## About this task
The full text of the records below, minus any pictures, should be given back word for word.

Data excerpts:
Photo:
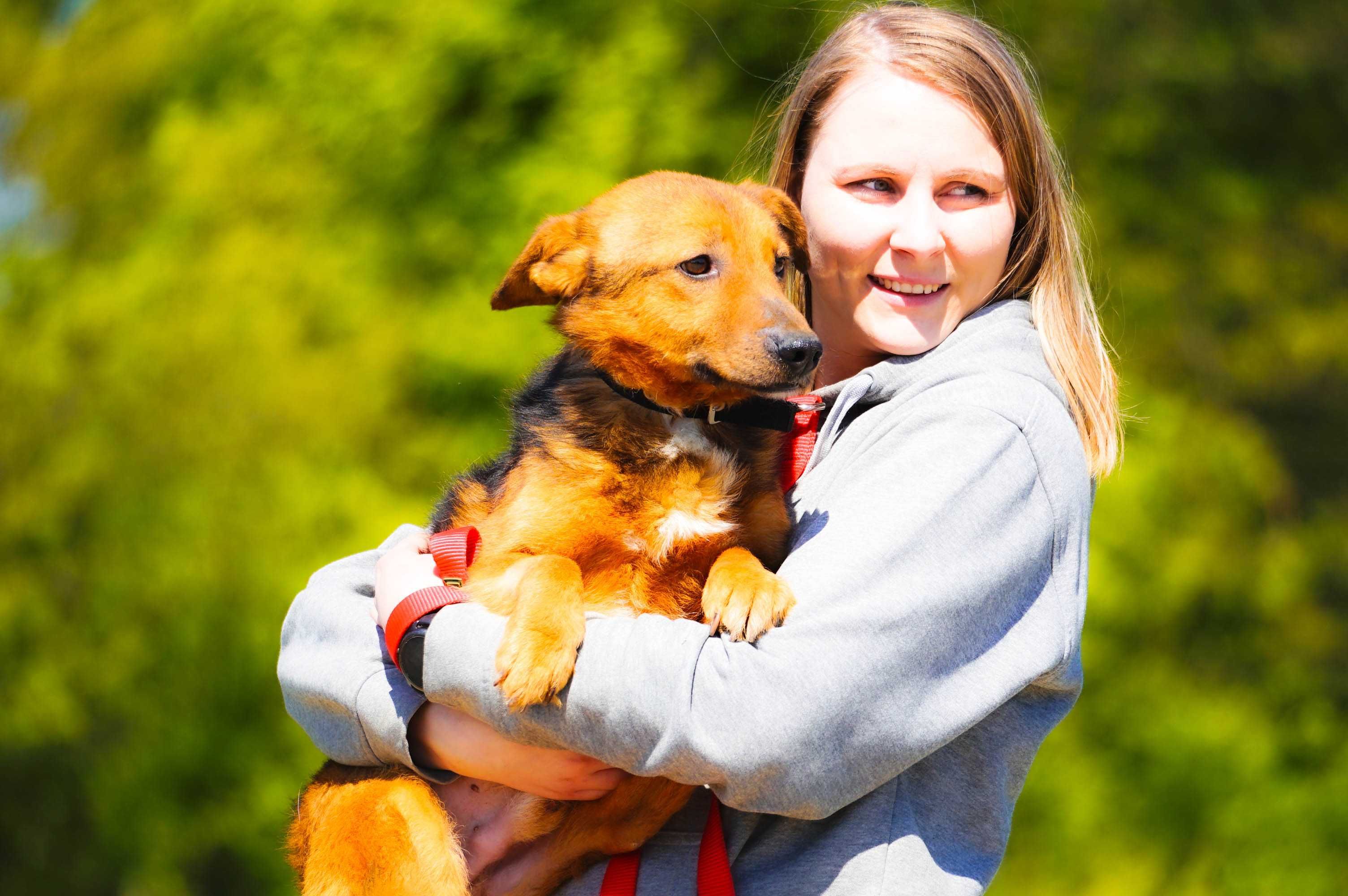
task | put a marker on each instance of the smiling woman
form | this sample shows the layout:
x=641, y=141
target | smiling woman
x=907, y=235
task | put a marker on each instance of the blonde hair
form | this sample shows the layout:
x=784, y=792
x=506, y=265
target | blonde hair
x=968, y=60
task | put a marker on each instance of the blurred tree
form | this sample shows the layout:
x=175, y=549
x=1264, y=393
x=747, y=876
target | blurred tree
x=247, y=333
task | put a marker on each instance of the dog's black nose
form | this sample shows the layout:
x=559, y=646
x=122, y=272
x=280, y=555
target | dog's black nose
x=799, y=352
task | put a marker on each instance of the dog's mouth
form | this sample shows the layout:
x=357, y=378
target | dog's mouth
x=778, y=388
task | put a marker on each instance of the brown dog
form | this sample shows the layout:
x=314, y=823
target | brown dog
x=670, y=293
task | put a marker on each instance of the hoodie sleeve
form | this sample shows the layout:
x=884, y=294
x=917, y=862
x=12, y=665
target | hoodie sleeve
x=927, y=601
x=335, y=673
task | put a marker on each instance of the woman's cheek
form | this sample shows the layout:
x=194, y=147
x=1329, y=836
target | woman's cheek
x=846, y=236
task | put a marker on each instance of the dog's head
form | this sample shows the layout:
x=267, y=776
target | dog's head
x=674, y=285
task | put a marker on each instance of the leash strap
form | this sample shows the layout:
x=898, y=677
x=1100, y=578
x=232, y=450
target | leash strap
x=713, y=864
x=454, y=551
x=800, y=444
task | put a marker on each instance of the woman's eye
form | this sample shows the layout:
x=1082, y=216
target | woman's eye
x=697, y=266
x=879, y=185
x=968, y=190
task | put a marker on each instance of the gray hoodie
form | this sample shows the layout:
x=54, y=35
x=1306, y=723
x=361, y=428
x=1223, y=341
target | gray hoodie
x=878, y=740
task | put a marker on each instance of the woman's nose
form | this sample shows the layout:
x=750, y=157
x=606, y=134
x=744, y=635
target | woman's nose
x=917, y=228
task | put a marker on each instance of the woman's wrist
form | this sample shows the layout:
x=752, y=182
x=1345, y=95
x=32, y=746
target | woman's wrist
x=429, y=731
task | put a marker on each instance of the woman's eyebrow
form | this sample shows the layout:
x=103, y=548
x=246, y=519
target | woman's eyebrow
x=956, y=174
x=974, y=174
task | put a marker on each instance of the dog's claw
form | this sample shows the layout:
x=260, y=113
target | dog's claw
x=742, y=599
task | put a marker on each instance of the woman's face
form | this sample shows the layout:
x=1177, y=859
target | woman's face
x=909, y=216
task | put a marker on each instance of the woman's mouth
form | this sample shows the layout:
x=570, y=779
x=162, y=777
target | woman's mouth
x=907, y=294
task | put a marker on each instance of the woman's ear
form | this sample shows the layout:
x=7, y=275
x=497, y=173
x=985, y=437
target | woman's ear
x=788, y=217
x=552, y=267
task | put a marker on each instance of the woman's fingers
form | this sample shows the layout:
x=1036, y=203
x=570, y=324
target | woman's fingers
x=402, y=570
x=418, y=543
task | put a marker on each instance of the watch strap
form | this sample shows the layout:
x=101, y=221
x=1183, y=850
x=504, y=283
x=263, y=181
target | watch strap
x=414, y=607
x=455, y=551
x=411, y=651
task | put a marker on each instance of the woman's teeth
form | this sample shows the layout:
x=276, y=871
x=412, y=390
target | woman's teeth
x=916, y=289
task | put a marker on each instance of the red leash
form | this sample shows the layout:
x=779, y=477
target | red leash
x=713, y=863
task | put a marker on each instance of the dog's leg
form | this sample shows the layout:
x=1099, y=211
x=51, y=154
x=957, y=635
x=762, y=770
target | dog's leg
x=374, y=832
x=742, y=597
x=617, y=824
x=545, y=629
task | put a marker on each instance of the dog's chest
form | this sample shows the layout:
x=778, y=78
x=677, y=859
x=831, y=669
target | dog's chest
x=691, y=495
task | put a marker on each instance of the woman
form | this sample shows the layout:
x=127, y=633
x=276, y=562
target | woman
x=877, y=741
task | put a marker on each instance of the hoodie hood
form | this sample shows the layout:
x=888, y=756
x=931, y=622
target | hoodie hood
x=995, y=337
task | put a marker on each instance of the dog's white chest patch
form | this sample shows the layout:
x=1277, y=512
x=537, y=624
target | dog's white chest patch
x=697, y=506
x=687, y=437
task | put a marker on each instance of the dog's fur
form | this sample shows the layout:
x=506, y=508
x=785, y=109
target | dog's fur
x=602, y=504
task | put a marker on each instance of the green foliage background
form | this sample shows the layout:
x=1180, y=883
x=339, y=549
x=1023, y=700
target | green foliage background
x=246, y=332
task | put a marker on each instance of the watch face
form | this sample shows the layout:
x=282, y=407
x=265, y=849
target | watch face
x=410, y=655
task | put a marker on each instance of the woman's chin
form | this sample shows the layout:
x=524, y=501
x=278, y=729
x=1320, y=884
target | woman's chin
x=910, y=329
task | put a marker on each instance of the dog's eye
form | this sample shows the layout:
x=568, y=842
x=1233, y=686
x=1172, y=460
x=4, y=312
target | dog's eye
x=700, y=266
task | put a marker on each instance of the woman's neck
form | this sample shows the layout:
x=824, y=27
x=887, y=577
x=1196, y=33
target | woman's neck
x=839, y=366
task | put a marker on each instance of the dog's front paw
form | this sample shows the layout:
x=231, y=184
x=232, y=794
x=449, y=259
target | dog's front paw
x=743, y=599
x=537, y=653
x=536, y=663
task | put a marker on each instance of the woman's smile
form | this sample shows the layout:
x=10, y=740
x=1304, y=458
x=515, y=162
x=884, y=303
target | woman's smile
x=906, y=294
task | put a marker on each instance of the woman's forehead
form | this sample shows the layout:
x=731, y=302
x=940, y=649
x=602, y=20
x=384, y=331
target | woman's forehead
x=885, y=119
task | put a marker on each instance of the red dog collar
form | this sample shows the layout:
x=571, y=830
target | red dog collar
x=454, y=551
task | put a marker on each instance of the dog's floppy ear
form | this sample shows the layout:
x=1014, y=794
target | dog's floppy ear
x=552, y=267
x=788, y=217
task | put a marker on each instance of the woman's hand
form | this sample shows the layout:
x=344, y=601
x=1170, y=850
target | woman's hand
x=443, y=737
x=403, y=569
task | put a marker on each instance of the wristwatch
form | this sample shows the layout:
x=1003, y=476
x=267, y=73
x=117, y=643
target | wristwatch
x=411, y=651
x=405, y=631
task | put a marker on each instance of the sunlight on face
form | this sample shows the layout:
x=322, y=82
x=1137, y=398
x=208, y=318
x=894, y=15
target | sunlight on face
x=909, y=216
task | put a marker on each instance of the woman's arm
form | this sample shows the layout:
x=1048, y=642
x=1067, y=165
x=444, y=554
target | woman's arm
x=341, y=688
x=927, y=603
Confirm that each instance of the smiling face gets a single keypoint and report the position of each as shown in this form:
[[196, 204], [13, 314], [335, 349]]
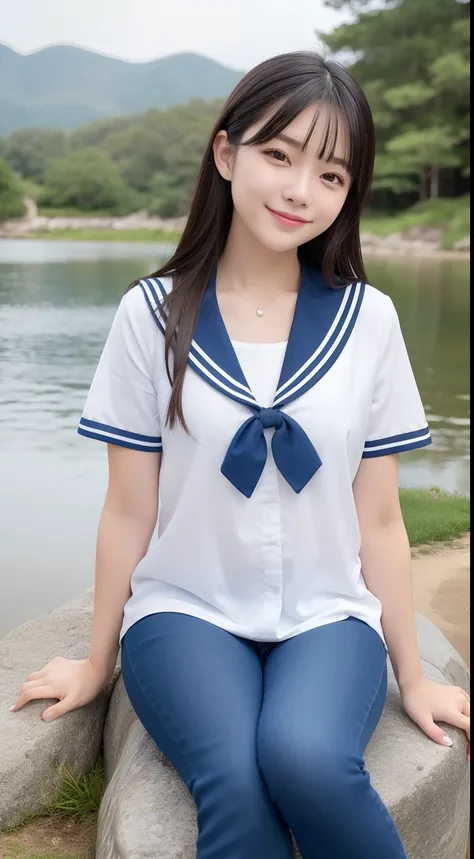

## Solution to this task
Photo:
task | put a marker on each instance of the smiling woman
form | this sample shows the layout:
x=641, y=141
target | smiling woman
x=907, y=235
task | put a marker on each instance of the blonde hair
form | this sample shows the layout:
x=784, y=792
x=506, y=265
target | blonde hair
x=968, y=60
task | put a marker on each instance of the blurred tree
form | this sample shows the layout:
x=175, y=549
x=1264, y=393
x=747, y=876
target | blurred tree
x=247, y=333
task | put a marker on each instance of the dog's black nose
form | this sample shows the layout:
x=559, y=646
x=122, y=272
x=280, y=555
target | dog's black nose
x=799, y=352
task | put a marker on each instance of the dog's mouth
form | this sample shows the layout:
x=357, y=378
target | dog's mouth
x=778, y=388
task | put a marker on each instance of the brown dog
form | this sample shows the layout:
x=314, y=823
target | brown dog
x=670, y=293
task | put a marker on each instance of the hoodie sleeve
form | this sample shows the layout:
x=884, y=294
x=917, y=862
x=12, y=665
target | hoodie sleeve
x=927, y=601
x=335, y=673
task | put a marker on each instance of the woman's cheek
form | this sample shows the layout:
x=194, y=147
x=1329, y=836
target | woman's cheek
x=846, y=236
task | put a marker on each instance of the dog's head
form | this sample shows the layout:
x=267, y=776
target | dog's head
x=674, y=285
task | put a marker on each instance of the leash strap
form | this sample shows the layout:
x=898, y=677
x=1100, y=578
x=232, y=450
target | leash strap
x=713, y=864
x=454, y=551
x=800, y=444
task | put a marker on each instance of the woman's eye
form | this sample shows the layout:
x=1082, y=216
target | woman's eye
x=697, y=266
x=879, y=185
x=968, y=190
task | put a marker on each instance of the gray hoodie
form | this sample shows the layout:
x=54, y=35
x=1306, y=723
x=361, y=428
x=1223, y=341
target | gray hoodie
x=878, y=740
task | put a marker on each instance of the woman's nose
form | this sample shows the layout:
x=750, y=157
x=606, y=134
x=744, y=635
target | woman's nose
x=917, y=228
task | put a marker on each instance of the woman's wrist
form | this sample shows the layout:
x=752, y=182
x=1345, y=95
x=32, y=746
target | woman's wrist
x=429, y=731
task | put a marker on each instance of the woman's eyebrow
form | this sample shows the layout:
x=103, y=548
x=246, y=519
target | woman's eyebrow
x=956, y=174
x=974, y=174
task | put a marker on each instance of the dog's claw
form | this sample shows the layout:
x=260, y=113
target | dog's claw
x=742, y=599
task | put a marker on each instance of the woman's face
form | this sample shows the layout:
x=1177, y=859
target | woman's face
x=909, y=216
task | put a marker on each instance of the woman's mouth
form | this sample shows the layout:
x=570, y=779
x=162, y=777
target | woman's mouth
x=907, y=294
task | put a marker on each instance of the woman's ear
form | this sample shows the layout:
x=7, y=275
x=497, y=173
x=985, y=437
target | woman's ear
x=788, y=217
x=552, y=267
task | put a marker on each instance of the woman's fingers
form | this sample shows the layout:
x=1036, y=203
x=570, y=324
target | woman's fingers
x=402, y=570
x=418, y=543
task | put a marker on each instance of the watch strap
form | this sample shows the layout:
x=101, y=221
x=1183, y=850
x=504, y=283
x=263, y=181
target | watch strap
x=414, y=607
x=455, y=551
x=411, y=651
task | put a marker on each instance of the woman's teeth
form | this sample shows the layout:
x=276, y=871
x=412, y=390
target | woman's teeth
x=916, y=289
task | put a marker on each instance of the red leash
form | this sample shows the layout:
x=779, y=477
target | red leash
x=713, y=863
task | put a marker on each instance of the dog's leg
form | this sample shows the layout:
x=1099, y=211
x=51, y=154
x=957, y=635
x=762, y=770
target | dog's leg
x=374, y=832
x=742, y=597
x=617, y=824
x=545, y=629
task | put a marker on each instance of the dog's chest
form | this sample shows the layout:
x=778, y=78
x=677, y=859
x=831, y=669
target | dog's chest
x=691, y=495
task | put a marker on each instance of the woman
form | this sample shows the layout:
x=127, y=633
x=276, y=562
target | woman
x=877, y=741
task | put a marker on each instance of the hoodie hood
form | this sample shows the layout:
x=888, y=756
x=931, y=622
target | hoodie hood
x=995, y=337
task | put a marker on each instance of the dog's white chest patch
form | this sample shows the layout:
x=1277, y=512
x=537, y=624
target | dog's white chest patch
x=697, y=506
x=687, y=437
task | put a marker on each instance of the dog's fur
form | this sample shows the layout:
x=506, y=508
x=785, y=109
target | dog's fur
x=602, y=504
task | put a marker on each instance of the green foliage background
form | this sample shows the layout:
x=1180, y=883
x=339, y=549
x=1023, y=700
target | green foliage background
x=246, y=332
task | put a marker on each instance of the watch face
form | this sample shows the layout:
x=282, y=407
x=265, y=849
target | watch face
x=410, y=655
task | put a marker on each instance of the woman's chin
form | this sample shows the layout:
x=524, y=501
x=278, y=729
x=1320, y=884
target | woman's chin
x=910, y=329
task | put a marker on each instance of the dog's eye
form | this sample shows the layout:
x=568, y=842
x=1233, y=686
x=1172, y=460
x=4, y=312
target | dog's eye
x=700, y=266
task | put a marker on each instance of the woman's neck
form | this sample shows the layout:
x=824, y=27
x=887, y=577
x=1196, y=33
target | woman's neck
x=839, y=366
task | put a marker on each instance of the dog's front paw
form | this sample shows the layout:
x=231, y=184
x=232, y=794
x=449, y=259
target | dog's front paw
x=743, y=599
x=537, y=653
x=536, y=663
task | put a marker on each instance of the woman's smile
form | this sample shows the layout:
x=10, y=740
x=1304, y=458
x=515, y=162
x=884, y=303
target | woman's smile
x=906, y=294
task | put a marker on each instance of the woman's forehead
form | this sample shows the layout:
x=731, y=302
x=940, y=649
x=602, y=20
x=384, y=331
target | woman's forehead
x=885, y=119
task | put a marker on each instance of the red dog collar
form | this sample shows the layout:
x=571, y=830
target | red dog collar
x=454, y=551
task | put a marker on each instance of the dog's floppy ear
form | this sample shows the layout:
x=1014, y=794
target | dog's floppy ear
x=552, y=267
x=788, y=217
task | put a marker on each instance of the woman's hand
form | this sample shows the layout:
x=344, y=601
x=1170, y=850
target | woman's hand
x=443, y=737
x=403, y=569
task | put a marker on each instance of the wristwatch
form | this sample shows the layout:
x=1003, y=476
x=267, y=73
x=117, y=643
target | wristwatch
x=411, y=651
x=405, y=631
task | put a marker on each instance of the sunlight on face
form | this sample shows the layout:
x=322, y=82
x=1137, y=398
x=208, y=318
x=894, y=15
target | sunlight on face
x=909, y=216
task | put a marker on each instance of the woman's arm
form | this sample shows the layout:
x=1048, y=642
x=1067, y=165
x=444, y=554
target | woman's arm
x=341, y=688
x=927, y=603
Confirm that each instance of the smiling face gets a single keypoint and report the position of each as shown in this form:
[[196, 204], [13, 314], [335, 349]]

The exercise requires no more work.